**What you are asked to do:** Find the string "negative" in the records. Copy each line that has it.

**Entries provided:**
══════════════════════════════

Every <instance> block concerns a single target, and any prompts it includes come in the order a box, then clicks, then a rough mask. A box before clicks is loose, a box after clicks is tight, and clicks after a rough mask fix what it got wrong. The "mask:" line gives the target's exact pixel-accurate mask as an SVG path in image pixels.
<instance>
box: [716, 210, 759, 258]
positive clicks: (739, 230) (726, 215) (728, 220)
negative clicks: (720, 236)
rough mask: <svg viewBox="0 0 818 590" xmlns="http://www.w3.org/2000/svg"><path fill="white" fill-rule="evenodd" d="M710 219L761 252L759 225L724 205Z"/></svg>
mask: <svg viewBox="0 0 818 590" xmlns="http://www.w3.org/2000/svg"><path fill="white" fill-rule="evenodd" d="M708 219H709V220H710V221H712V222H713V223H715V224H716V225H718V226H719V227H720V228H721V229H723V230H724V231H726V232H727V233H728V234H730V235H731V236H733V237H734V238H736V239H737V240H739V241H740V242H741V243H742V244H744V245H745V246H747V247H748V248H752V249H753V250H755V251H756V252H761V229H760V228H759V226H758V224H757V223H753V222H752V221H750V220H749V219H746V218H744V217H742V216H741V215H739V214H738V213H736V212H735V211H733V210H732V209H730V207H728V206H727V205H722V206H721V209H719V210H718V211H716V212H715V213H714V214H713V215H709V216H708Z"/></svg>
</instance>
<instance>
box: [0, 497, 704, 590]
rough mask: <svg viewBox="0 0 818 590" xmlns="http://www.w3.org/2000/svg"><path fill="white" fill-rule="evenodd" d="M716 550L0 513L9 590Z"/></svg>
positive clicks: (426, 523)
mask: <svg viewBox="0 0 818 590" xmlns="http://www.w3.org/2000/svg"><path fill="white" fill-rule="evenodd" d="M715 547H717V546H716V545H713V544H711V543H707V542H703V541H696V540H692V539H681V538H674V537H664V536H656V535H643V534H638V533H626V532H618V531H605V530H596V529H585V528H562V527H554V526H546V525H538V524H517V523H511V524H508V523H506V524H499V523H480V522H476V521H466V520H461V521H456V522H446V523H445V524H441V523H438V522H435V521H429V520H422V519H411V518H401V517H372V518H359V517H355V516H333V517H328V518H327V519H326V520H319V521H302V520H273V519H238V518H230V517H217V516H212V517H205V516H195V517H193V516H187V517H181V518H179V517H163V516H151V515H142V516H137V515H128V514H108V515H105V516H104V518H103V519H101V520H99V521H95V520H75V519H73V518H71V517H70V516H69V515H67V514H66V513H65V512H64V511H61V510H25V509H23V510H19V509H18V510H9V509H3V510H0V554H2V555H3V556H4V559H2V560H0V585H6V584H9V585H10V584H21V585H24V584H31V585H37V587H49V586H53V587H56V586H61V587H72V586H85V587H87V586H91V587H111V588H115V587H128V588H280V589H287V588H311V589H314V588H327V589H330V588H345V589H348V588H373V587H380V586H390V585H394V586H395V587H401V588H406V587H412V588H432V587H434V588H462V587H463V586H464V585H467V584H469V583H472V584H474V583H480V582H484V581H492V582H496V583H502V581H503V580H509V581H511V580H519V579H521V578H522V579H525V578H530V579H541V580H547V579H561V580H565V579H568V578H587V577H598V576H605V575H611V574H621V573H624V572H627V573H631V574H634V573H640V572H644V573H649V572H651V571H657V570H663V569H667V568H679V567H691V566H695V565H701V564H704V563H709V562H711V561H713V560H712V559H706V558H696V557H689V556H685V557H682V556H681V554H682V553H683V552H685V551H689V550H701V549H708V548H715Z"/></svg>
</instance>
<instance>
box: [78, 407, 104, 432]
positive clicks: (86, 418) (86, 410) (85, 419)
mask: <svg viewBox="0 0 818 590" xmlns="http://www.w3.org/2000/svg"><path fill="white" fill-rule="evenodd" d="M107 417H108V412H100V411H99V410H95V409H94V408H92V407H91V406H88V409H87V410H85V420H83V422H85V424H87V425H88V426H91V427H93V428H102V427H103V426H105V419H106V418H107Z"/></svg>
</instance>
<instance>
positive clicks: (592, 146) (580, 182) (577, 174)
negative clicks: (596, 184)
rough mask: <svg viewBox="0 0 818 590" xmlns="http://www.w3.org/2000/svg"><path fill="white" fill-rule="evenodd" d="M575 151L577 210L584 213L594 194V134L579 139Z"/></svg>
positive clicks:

══════════════════════════════

**Task solution:**
negative clicks: (720, 236)
negative clicks: (596, 184)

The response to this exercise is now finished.